--- TEXTO ---

Llama la atención la comedia que han montado algunas comunidades autónomas en torno al uso de las mascarillas tras el repunte de infecciones respiratorias de las últimas semanas. Incluso aquellas que anunciaron su voluntad de hacerlas obligatorias en el ámbito sanitario antes de que el propio Ministerio de Sanidad tratara de coordinar una acción conjunta se lanzaron a utilizar el asunto como arma de desgaste de la ministra del ramo, y del Gobierno.
En el caso de Catalunya, la peculiar situación del Govern minoritario y monocolor de ERC nos ha privado, afortunadamente, de participar en semejante espectáculo. La Generalitat ha evitado meterse en el barro y ha mantenido su decisión inicial de volver al uso obligatorio de los protectores en los centros asistenciales.
Sin embargo, no faltan los negacionistas que ven en la eclosión de las infecciones una nueva oportunidad para denostar los consejos científicos que tratan de contener la expansión de las enfermedades y evitar el colapso de la asistencia primaria y los servicios de urgencias. Son los mismos que niegan la eficacia de las vacunas y, ahora a cara descubierta, denuncian las incoherencias --reales e imaginarias-- de las campañas sanitarias masivas.

---

**TAREAS A REALIZAR:**
A: Traduce al inglés esta oración del texto sobre las mascarillas: «La Generalitat ha evitado meterse en el barro y ha mantenido su decisión inicial de volver al uso obligatorio de los protectores en los centros asistenciales.»
B: Retoma el texto sobre las mascarillas y continúalo a partir de su última oración.

--- CONJUNTO DE DATOS ---

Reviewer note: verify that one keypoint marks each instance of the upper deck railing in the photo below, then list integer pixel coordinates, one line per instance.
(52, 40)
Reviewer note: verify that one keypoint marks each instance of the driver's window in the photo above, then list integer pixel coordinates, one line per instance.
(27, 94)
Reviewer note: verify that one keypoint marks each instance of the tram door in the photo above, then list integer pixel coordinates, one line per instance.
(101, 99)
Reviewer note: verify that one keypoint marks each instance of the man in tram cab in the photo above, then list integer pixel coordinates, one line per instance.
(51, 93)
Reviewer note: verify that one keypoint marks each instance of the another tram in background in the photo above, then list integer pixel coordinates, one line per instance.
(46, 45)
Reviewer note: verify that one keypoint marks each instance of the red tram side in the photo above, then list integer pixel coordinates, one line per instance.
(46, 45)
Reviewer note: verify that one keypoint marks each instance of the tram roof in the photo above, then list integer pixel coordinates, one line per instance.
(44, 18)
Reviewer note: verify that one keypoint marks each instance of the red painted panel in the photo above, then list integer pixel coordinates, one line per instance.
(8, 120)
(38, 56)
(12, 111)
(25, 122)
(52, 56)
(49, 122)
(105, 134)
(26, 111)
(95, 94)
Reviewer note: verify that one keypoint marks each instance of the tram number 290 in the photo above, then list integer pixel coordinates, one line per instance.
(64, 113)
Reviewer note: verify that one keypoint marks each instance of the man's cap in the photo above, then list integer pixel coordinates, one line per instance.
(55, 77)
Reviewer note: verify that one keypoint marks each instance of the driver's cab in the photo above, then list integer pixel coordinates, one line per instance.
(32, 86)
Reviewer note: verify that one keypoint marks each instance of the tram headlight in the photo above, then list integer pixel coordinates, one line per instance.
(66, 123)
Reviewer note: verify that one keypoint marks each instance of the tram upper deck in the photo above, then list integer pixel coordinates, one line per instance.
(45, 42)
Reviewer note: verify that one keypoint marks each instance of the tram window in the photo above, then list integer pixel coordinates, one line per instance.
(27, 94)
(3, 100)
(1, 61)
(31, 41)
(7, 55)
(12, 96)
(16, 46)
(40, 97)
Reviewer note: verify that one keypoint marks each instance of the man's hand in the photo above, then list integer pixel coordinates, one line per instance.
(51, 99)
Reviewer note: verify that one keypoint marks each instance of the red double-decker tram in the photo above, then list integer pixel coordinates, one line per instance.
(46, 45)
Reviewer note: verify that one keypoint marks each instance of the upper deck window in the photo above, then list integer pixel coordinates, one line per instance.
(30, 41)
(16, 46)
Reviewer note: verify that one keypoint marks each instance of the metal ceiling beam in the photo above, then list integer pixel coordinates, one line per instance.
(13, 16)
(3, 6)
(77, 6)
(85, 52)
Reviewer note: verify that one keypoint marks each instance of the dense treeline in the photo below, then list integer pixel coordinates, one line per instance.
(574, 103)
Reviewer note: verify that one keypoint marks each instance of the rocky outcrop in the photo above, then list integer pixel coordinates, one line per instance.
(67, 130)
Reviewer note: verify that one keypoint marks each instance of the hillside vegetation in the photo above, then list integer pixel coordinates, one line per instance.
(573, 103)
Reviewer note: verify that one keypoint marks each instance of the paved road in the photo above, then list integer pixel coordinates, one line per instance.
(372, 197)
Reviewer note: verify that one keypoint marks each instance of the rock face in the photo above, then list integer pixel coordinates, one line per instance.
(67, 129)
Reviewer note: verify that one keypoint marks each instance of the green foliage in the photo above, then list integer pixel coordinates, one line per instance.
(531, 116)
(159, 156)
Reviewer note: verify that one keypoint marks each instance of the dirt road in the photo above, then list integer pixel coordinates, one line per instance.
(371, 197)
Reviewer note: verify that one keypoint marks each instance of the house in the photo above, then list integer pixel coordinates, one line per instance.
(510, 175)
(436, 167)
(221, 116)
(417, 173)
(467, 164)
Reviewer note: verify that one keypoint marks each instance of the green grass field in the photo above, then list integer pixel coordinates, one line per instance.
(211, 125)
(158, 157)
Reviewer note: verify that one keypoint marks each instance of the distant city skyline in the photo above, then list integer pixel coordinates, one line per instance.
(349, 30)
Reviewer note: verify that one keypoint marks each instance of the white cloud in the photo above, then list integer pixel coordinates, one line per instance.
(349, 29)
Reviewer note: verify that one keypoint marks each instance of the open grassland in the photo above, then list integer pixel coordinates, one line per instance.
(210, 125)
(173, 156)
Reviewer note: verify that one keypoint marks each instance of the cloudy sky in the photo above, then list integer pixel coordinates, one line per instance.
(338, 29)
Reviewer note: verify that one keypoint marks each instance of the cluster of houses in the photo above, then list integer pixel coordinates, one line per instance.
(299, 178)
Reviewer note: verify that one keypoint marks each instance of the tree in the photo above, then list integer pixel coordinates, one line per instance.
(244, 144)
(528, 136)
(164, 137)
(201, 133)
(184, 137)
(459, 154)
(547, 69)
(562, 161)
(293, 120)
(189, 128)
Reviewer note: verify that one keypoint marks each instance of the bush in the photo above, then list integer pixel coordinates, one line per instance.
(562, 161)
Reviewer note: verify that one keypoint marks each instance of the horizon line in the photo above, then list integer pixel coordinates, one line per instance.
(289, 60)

---

**RESPUESTAS:**
A: The Generalitat has avoided getting dragged into the mud and has kept its initial decision to return to the mandatory use of masks in healthcare centers.

B:
Porfían en realidades incuestionables, subrayando las probabilidades de error o de ineficacia de las medidas profilácticas, algo que siempre ha existido, pero que ahora presentan como la revelación que permite cuestionar el sistema sanitario. Un sistema que con sus luces y sombras –las multinacionales del sector son las más ricas del mundo tras las tecnológicas-- ha permitido mejorar la calidad de vida de la humanidad, además de aumentar la longevidad. Parece que pretendan olvidar lo que supuso el descubrimiento de la vacuna contra la Covid en un tiempo récord.
Es curioso que mientras en el mundo de la política y los medios hay quien a día de hoy cuestiona las medidas sanitarias, los ciudadanos han dado una respuesta unánime y coherente. El viernes pasado visité un conocido centro hospitalario de Barcelona. Nadie usaba mascarilla; incluso pude oír a una enfermera que anunciaba su voluntad de negarse si la consejería la imponía. “Vaig acabar farta”, se explayó la señora en referencia a los tiempos de la pandemia. Ayer visité el mismo hospital: solo un sanitario con el que compartí ascensor prescindía del cubrebocas, ni siquiera de adorno sobre la nuez. Pero todos los demás lo llevaban, y correctamente puesto.